** start of Input material **

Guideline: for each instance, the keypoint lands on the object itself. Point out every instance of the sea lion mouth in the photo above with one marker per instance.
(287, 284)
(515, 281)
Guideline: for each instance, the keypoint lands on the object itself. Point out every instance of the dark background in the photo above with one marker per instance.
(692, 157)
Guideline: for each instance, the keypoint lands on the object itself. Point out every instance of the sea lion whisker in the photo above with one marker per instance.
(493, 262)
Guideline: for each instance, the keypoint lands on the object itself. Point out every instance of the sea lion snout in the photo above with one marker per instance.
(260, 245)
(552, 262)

** end of Input material **
** start of Input material **

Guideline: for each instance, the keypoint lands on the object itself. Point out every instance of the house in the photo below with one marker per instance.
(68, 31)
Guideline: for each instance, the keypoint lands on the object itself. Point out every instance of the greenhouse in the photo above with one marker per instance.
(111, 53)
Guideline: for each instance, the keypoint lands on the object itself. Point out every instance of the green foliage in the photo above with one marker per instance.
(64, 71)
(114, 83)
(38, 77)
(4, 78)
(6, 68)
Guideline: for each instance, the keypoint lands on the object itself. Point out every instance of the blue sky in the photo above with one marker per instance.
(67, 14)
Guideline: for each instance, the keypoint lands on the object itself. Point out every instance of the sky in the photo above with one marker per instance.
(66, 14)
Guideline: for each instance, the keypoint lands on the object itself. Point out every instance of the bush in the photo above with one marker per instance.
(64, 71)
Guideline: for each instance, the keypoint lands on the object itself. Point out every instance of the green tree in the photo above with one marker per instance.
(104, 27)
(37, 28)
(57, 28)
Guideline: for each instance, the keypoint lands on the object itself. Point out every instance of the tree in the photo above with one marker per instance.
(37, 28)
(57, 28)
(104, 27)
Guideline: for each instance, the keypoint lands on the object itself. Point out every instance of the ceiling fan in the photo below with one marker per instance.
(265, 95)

** end of Input material **
** start of Input material **

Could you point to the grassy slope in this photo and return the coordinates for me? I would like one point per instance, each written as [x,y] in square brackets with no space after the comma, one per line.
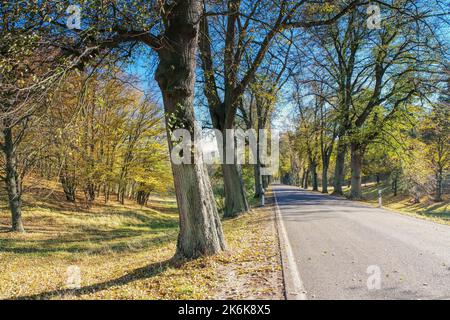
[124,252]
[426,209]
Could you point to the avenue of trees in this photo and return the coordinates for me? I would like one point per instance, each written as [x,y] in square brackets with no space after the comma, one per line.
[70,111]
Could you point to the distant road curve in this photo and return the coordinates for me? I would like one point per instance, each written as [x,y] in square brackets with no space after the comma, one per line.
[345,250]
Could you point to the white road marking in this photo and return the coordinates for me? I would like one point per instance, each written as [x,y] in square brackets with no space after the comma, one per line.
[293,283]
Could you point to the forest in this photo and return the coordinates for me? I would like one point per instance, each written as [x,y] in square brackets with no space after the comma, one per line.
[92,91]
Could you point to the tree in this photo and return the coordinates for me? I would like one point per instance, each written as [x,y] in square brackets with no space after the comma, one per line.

** end of Input material **

Please pull out the lines above word for word, starting at the line that contains "Could you point to the forest" and stopping after the line that contains "Could you point to the tree", and give only those lines.

[Solution to this exercise]:
Could you point to the forest in this photo and return the coordinates for me? I would like one point per instance, each written as [x,y] in square brackets with no space after the comma, one per line.
[92,91]
Could you point to the tree in this photo and return the coordinates for me? I would like one point per instance, each written as [x,y] in square brackets with no space after the comma, one per line.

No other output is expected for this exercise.